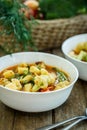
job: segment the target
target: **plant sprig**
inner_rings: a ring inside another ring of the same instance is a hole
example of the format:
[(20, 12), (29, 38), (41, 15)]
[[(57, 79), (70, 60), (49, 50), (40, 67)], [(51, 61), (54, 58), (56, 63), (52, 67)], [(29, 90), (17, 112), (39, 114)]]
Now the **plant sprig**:
[(31, 33), (33, 22), (25, 17), (22, 8), (26, 7), (18, 0), (0, 0), (0, 26), (3, 26), (0, 36), (13, 35), (10, 39), (12, 48), (9, 43), (3, 43), (4, 50), (7, 52), (12, 52), (21, 45), (23, 51), (29, 48), (35, 49)]

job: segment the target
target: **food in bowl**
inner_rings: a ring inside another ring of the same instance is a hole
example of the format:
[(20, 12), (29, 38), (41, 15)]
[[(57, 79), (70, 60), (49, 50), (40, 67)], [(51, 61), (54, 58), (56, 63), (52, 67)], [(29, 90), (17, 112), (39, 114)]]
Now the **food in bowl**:
[(77, 44), (77, 46), (69, 52), (69, 55), (78, 60), (87, 62), (87, 42)]
[[(85, 47), (83, 44), (85, 44)], [(81, 45), (79, 45), (81, 44)], [(62, 52), (67, 60), (72, 62), (79, 71), (79, 79), (87, 81), (87, 62), (83, 62), (82, 60), (78, 60), (77, 58), (74, 58), (73, 56), (69, 55), (69, 53), (74, 50), (76, 47), (83, 48), (83, 50), (87, 48), (87, 33), (85, 34), (79, 34), (72, 36), (68, 39), (66, 39), (62, 44)], [(76, 50), (76, 49), (75, 49)], [(79, 51), (81, 49), (78, 49)], [(78, 51), (78, 52), (79, 52)], [(83, 52), (82, 52), (83, 53)], [(80, 58), (81, 59), (81, 58)], [(86, 60), (86, 58), (85, 58)]]
[(55, 91), (47, 92), (18, 91), (0, 85), (0, 100), (4, 104), (24, 112), (43, 112), (62, 105), (68, 99), (78, 79), (78, 70), (71, 62), (62, 57), (42, 52), (14, 53), (0, 58), (0, 72), (21, 63), (30, 65), (37, 63), (37, 61), (38, 63), (41, 62), (41, 64), (45, 63), (49, 67), (60, 68), (69, 75), (70, 84)]
[(47, 92), (69, 84), (70, 77), (67, 72), (40, 61), (11, 66), (0, 73), (0, 85), (20, 91)]

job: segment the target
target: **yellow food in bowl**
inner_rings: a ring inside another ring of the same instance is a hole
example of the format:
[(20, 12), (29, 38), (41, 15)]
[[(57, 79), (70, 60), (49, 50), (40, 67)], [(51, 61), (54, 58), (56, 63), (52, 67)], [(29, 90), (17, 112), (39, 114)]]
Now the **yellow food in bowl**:
[(19, 91), (46, 92), (69, 84), (67, 72), (44, 62), (21, 63), (0, 72), (0, 85)]
[(81, 61), (87, 62), (87, 42), (79, 43), (69, 55)]

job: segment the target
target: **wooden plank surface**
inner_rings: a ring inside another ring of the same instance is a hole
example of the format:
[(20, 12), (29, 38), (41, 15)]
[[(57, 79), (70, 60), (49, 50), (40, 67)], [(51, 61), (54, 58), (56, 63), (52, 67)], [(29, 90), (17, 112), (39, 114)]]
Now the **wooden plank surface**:
[[(61, 49), (44, 52), (63, 57)], [(5, 55), (0, 50), (0, 56)], [(78, 79), (68, 100), (60, 107), (42, 113), (27, 113), (13, 110), (0, 102), (0, 130), (35, 130), (38, 127), (60, 122), (70, 117), (83, 115), (87, 107), (87, 82)], [(56, 130), (61, 128), (56, 128)], [(87, 130), (87, 121), (83, 121), (72, 130)]]

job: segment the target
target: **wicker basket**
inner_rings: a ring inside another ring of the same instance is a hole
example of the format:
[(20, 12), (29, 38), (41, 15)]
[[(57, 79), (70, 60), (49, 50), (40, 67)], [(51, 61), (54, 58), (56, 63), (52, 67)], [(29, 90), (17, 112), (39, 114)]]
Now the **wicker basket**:
[[(87, 33), (87, 15), (58, 20), (38, 20), (37, 26), (32, 29), (33, 40), (38, 50), (59, 47), (65, 39), (81, 33)], [(13, 46), (14, 51), (21, 51), (21, 45), (15, 50), (14, 45), (10, 44), (10, 38), (12, 39), (12, 36), (0, 38), (0, 45), (5, 47), (5, 41), (8, 41), (9, 47)]]

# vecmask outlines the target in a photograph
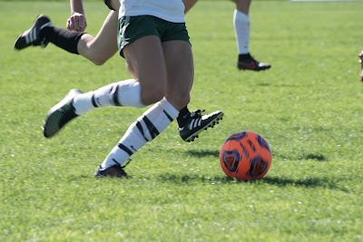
★ ★ ★ ★ ★ ★ ★
**Task objective**
Can you extract every one of the lines above, character for character, and leave the pictures out?

**Result for this task**
job: segment the target
target: **plant sprig**
inner_rings: a ring inside another ring of the same instance is a hole
example of the format:
[(20, 12), (29, 38), (41, 15)]
[[(57, 79), (70, 60), (49, 50), (40, 67)], [(51, 61), (54, 58), (56, 63), (52, 67)], [(29, 90), (17, 112), (39, 114)]]
Now the **plant sprig**:
[(31, 33), (33, 22), (25, 17), (22, 8), (26, 7), (18, 0), (0, 0), (0, 26), (3, 26), (0, 36), (13, 35), (10, 39), (12, 48), (9, 43), (3, 43), (4, 50), (7, 52), (12, 52), (21, 45), (23, 51), (29, 48), (35, 49)]

job: segment the target
target: **food in bowl**
inner_rings: a ring inside another ring of the same instance is a hole
example of the format:
[(20, 12), (29, 38), (41, 15)]
[[(57, 79), (70, 60), (49, 50), (40, 67)], [(51, 61), (54, 58), (56, 63), (52, 67)], [(29, 90), (17, 112), (39, 114)]]
Now the **food in bowl**:
[(77, 44), (77, 46), (69, 52), (69, 55), (78, 60), (87, 62), (87, 42)]
[[(85, 47), (83, 44), (85, 44)], [(81, 45), (79, 45), (81, 44)], [(62, 52), (67, 60), (72, 62), (79, 71), (79, 79), (87, 81), (87, 62), (83, 62), (82, 60), (78, 60), (77, 58), (74, 58), (73, 56), (69, 55), (69, 53), (74, 50), (76, 47), (83, 48), (83, 50), (87, 48), (87, 33), (85, 34), (79, 34), (72, 36), (68, 39), (66, 39), (62, 44)], [(76, 50), (76, 49), (75, 49)], [(79, 51), (81, 49), (78, 49)], [(78, 51), (78, 52), (79, 52)], [(83, 52), (82, 52), (83, 53)], [(80, 58), (81, 59), (81, 58)], [(86, 60), (86, 58), (85, 58)]]
[(55, 91), (47, 92), (18, 91), (0, 85), (0, 100), (4, 104), (24, 112), (43, 112), (62, 105), (68, 99), (78, 79), (78, 70), (71, 62), (62, 57), (42, 52), (14, 53), (0, 58), (0, 72), (21, 63), (30, 65), (37, 63), (37, 61), (38, 63), (41, 62), (41, 64), (45, 63), (49, 67), (60, 68), (69, 75), (70, 84)]
[(47, 92), (69, 84), (70, 77), (67, 72), (40, 61), (11, 66), (0, 73), (0, 85), (20, 91)]

job: segment the target
target: **yellow food in bowl**
inner_rings: a ring inside another ring of the same instance is a hole
example of the format:
[(20, 12), (29, 38), (41, 15)]
[[(57, 79), (70, 60), (49, 50), (40, 67)], [(51, 61), (54, 58), (56, 63), (52, 67)], [(29, 90), (17, 112), (39, 114)]]
Now the **yellow food in bowl**:
[(19, 91), (46, 92), (69, 84), (67, 72), (44, 62), (21, 63), (0, 72), (0, 85)]
[(81, 61), (87, 62), (87, 42), (79, 43), (69, 55)]

job: segment the target
target: **wooden plank surface**
inner_rings: a ring inside another ring of the same instance is a hole
example of the format:
[(20, 12), (29, 38), (41, 15)]
[[(57, 79), (70, 60), (49, 50), (40, 67)], [(51, 61), (54, 58), (56, 63), (52, 67)], [(29, 90), (17, 112), (39, 114)]]
Now the **wooden plank surface**:
[[(61, 49), (44, 52), (63, 57)], [(5, 55), (0, 50), (0, 56)], [(78, 79), (68, 100), (60, 107), (42, 113), (27, 113), (13, 110), (0, 102), (0, 130), (35, 130), (38, 127), (60, 122), (70, 117), (83, 115), (87, 107), (87, 82)], [(56, 130), (61, 128), (56, 128)], [(87, 130), (87, 121), (83, 121), (72, 130)]]

job: segment the target
target: **wicker basket**
inner_rings: a ring inside another ring of the same instance is a hole
example of the format:
[(20, 12), (29, 38), (41, 15)]
[[(57, 79), (70, 60), (49, 50), (40, 67)], [(51, 61), (54, 58), (56, 63), (52, 67)], [(29, 90), (17, 112), (39, 114)]]
Now the **wicker basket**:
[[(87, 33), (87, 15), (58, 20), (38, 20), (37, 26), (32, 29), (33, 40), (38, 50), (59, 47), (65, 39), (81, 33)], [(13, 46), (14, 51), (21, 51), (21, 45), (15, 50), (14, 45), (10, 44), (10, 38), (12, 39), (12, 36), (0, 38), (0, 45), (5, 47), (5, 41), (8, 41), (9, 47)]]

# vecmask outlines the target in a photograph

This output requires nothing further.